# EXERCISE TASK
Count the lines in the data below that contain the string "soldier" and give only that number.

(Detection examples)
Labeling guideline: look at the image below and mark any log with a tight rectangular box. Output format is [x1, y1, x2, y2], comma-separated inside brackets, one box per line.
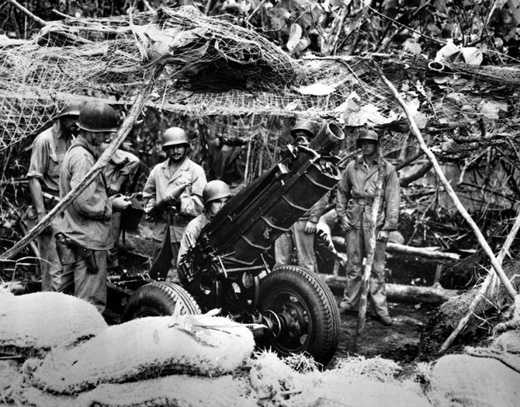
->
[319, 273, 458, 305]
[0, 66, 163, 263]
[376, 66, 518, 301]
[332, 236, 460, 262]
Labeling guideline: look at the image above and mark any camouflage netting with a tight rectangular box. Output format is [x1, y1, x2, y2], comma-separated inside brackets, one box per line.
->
[6, 294, 520, 407]
[28, 315, 254, 394]
[0, 6, 520, 210]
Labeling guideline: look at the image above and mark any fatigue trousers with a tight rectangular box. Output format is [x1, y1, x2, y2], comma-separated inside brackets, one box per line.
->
[342, 222, 388, 317]
[274, 219, 316, 271]
[59, 250, 107, 313]
[27, 218, 63, 291]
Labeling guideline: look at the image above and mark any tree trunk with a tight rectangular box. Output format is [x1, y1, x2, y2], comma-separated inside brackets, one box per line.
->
[332, 236, 460, 262]
[319, 273, 457, 305]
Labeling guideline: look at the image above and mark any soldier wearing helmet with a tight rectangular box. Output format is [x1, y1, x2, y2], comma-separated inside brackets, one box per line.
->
[143, 127, 207, 280]
[274, 119, 330, 272]
[177, 180, 231, 268]
[336, 129, 400, 326]
[57, 102, 130, 313]
[27, 101, 81, 291]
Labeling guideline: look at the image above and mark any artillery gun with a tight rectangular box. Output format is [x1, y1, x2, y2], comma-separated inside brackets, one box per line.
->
[107, 123, 344, 365]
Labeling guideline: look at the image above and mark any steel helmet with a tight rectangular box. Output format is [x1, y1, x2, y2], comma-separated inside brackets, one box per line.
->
[56, 101, 84, 118]
[356, 129, 379, 147]
[202, 180, 231, 205]
[291, 119, 317, 137]
[78, 102, 118, 133]
[162, 127, 190, 150]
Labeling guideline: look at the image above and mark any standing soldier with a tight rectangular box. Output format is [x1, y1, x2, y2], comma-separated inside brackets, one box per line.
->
[27, 102, 81, 291]
[336, 130, 400, 326]
[274, 119, 330, 272]
[57, 102, 130, 313]
[143, 127, 206, 280]
[177, 180, 231, 270]
[101, 143, 140, 272]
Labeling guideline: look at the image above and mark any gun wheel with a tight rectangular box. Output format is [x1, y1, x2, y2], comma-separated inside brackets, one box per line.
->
[258, 266, 340, 365]
[121, 281, 201, 322]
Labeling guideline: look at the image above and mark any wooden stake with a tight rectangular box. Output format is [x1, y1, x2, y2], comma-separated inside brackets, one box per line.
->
[356, 161, 383, 336]
[378, 67, 518, 300]
[439, 212, 520, 353]
[0, 66, 163, 262]
[7, 0, 47, 26]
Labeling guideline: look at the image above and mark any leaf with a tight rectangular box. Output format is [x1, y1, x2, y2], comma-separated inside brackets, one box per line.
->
[403, 38, 422, 55]
[479, 101, 500, 120]
[343, 104, 398, 126]
[296, 83, 336, 96]
[462, 47, 484, 65]
[435, 40, 460, 62]
[413, 112, 428, 129]
[286, 24, 302, 52]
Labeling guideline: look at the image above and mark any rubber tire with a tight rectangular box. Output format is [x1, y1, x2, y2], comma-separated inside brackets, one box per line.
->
[258, 266, 340, 366]
[121, 281, 201, 322]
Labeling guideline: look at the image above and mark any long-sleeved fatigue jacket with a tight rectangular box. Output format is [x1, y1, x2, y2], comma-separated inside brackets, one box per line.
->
[336, 157, 401, 231]
[143, 158, 207, 242]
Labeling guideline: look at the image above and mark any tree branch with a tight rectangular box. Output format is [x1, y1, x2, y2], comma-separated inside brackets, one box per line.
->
[376, 65, 518, 300]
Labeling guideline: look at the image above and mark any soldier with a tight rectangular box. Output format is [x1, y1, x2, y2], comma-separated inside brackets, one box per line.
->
[56, 102, 130, 313]
[274, 119, 330, 272]
[177, 180, 231, 264]
[336, 130, 400, 326]
[101, 143, 140, 272]
[27, 102, 81, 291]
[143, 127, 207, 280]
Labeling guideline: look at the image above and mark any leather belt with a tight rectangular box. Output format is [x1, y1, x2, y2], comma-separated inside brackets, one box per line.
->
[352, 198, 374, 206]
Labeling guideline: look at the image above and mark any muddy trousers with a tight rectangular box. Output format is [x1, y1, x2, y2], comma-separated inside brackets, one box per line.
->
[31, 218, 63, 291]
[59, 250, 107, 313]
[342, 226, 388, 317]
[274, 219, 316, 271]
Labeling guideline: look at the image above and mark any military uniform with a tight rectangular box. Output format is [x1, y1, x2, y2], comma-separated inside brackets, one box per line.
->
[27, 120, 71, 291]
[336, 157, 400, 317]
[59, 138, 113, 313]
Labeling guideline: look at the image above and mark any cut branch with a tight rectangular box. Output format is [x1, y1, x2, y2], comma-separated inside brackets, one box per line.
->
[7, 0, 47, 26]
[439, 212, 520, 353]
[319, 273, 458, 305]
[379, 69, 517, 300]
[0, 66, 163, 262]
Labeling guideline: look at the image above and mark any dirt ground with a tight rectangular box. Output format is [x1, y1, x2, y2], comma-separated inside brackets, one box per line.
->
[120, 222, 436, 371]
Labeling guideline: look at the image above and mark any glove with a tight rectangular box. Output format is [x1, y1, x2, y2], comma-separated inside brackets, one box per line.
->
[107, 185, 119, 196]
[305, 220, 318, 234]
[112, 195, 132, 211]
[339, 216, 352, 232]
[38, 213, 52, 235]
[377, 230, 390, 242]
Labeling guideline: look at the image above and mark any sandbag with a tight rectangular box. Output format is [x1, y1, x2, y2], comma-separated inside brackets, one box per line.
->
[429, 355, 520, 407]
[0, 292, 108, 357]
[26, 315, 255, 394]
[20, 375, 257, 407]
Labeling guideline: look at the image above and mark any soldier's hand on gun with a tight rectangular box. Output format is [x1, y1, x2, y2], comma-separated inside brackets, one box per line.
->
[112, 194, 132, 211]
[107, 185, 119, 196]
[166, 182, 189, 203]
[339, 216, 351, 232]
[305, 220, 318, 234]
[377, 230, 390, 242]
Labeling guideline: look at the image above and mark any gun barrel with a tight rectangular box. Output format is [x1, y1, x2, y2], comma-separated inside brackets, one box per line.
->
[202, 123, 344, 265]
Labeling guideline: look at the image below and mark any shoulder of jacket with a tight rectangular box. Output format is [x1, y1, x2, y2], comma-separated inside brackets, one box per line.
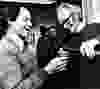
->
[4, 34, 23, 51]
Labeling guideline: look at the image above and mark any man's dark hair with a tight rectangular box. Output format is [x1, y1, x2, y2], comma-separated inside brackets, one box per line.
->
[8, 5, 32, 21]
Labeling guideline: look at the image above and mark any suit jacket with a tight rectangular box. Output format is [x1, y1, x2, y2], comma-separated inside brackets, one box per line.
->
[80, 23, 100, 88]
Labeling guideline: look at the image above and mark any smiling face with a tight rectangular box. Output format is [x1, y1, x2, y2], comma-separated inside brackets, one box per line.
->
[16, 7, 32, 30]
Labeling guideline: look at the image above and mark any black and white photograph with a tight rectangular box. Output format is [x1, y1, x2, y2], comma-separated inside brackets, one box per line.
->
[0, 0, 100, 89]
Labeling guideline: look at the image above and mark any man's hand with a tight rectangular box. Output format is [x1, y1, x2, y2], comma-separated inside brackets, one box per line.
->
[44, 57, 69, 74]
[80, 39, 99, 58]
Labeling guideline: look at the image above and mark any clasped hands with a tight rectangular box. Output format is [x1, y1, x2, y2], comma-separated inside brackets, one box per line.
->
[80, 39, 100, 59]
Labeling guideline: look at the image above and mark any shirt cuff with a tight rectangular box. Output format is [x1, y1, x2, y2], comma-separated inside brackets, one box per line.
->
[39, 69, 48, 80]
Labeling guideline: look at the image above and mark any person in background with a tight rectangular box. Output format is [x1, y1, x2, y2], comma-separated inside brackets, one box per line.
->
[0, 7, 67, 89]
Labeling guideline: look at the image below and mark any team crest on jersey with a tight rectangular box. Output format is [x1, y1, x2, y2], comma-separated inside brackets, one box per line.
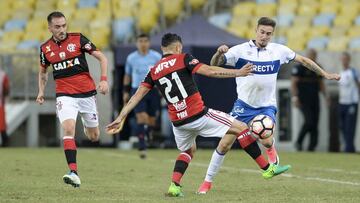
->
[59, 51, 66, 60]
[45, 45, 51, 53]
[66, 43, 76, 52]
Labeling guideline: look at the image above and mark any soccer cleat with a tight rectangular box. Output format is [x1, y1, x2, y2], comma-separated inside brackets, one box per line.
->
[273, 155, 280, 166]
[262, 164, 291, 179]
[197, 180, 212, 195]
[63, 172, 81, 187]
[167, 182, 184, 197]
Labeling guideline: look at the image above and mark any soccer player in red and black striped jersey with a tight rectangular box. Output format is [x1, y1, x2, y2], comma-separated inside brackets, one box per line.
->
[107, 33, 290, 196]
[36, 11, 109, 187]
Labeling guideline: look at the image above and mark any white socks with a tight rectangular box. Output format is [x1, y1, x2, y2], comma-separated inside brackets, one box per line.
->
[205, 149, 225, 182]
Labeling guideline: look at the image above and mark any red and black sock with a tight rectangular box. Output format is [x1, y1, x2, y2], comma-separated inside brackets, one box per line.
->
[63, 136, 77, 174]
[172, 152, 192, 186]
[237, 129, 270, 170]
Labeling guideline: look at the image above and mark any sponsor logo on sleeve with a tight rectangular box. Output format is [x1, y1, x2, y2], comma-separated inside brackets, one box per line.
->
[189, 59, 199, 65]
[59, 51, 66, 60]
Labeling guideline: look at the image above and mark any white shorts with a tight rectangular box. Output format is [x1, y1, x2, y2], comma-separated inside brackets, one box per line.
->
[173, 109, 234, 151]
[56, 96, 99, 128]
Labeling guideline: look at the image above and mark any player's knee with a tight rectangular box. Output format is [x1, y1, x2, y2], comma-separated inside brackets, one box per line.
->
[185, 148, 196, 158]
[86, 128, 100, 142]
[217, 142, 231, 154]
[259, 135, 274, 148]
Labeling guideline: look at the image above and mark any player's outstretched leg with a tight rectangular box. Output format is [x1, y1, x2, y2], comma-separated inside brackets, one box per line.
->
[197, 129, 250, 194]
[263, 136, 280, 165]
[167, 146, 195, 197]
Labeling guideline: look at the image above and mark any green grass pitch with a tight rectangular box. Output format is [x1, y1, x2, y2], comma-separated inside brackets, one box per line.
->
[0, 148, 360, 203]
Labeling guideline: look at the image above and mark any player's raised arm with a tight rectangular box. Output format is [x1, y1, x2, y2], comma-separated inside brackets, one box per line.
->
[91, 50, 109, 94]
[210, 45, 229, 66]
[196, 63, 253, 78]
[294, 54, 340, 80]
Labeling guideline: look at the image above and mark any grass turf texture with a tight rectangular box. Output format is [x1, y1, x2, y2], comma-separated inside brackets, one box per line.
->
[0, 148, 360, 202]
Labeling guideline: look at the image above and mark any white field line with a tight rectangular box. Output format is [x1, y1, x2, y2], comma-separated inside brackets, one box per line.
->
[97, 152, 360, 186]
[311, 167, 360, 175]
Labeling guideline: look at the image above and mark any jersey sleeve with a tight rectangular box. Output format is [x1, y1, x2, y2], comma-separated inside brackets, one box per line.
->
[291, 65, 301, 77]
[224, 47, 236, 67]
[279, 45, 296, 64]
[40, 48, 50, 68]
[80, 34, 98, 54]
[125, 56, 132, 75]
[184, 54, 203, 74]
[141, 69, 155, 89]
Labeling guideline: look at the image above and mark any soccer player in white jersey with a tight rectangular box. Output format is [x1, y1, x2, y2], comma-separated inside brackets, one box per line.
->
[198, 17, 340, 194]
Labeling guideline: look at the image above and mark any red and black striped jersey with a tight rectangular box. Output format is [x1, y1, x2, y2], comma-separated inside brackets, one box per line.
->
[142, 54, 207, 126]
[40, 33, 97, 97]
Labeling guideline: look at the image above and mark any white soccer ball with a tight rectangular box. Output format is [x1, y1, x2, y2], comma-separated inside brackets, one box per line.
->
[250, 115, 275, 139]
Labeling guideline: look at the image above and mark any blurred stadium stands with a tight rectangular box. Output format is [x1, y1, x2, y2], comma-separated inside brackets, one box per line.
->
[0, 0, 360, 52]
[0, 0, 206, 52]
[210, 0, 360, 51]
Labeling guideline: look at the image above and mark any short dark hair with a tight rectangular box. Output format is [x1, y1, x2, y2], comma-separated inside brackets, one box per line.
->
[342, 51, 351, 58]
[136, 33, 150, 39]
[47, 11, 65, 24]
[258, 17, 276, 28]
[161, 33, 182, 47]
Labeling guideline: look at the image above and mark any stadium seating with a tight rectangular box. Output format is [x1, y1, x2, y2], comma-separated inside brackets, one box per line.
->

# EXERCISE RESPONSE
4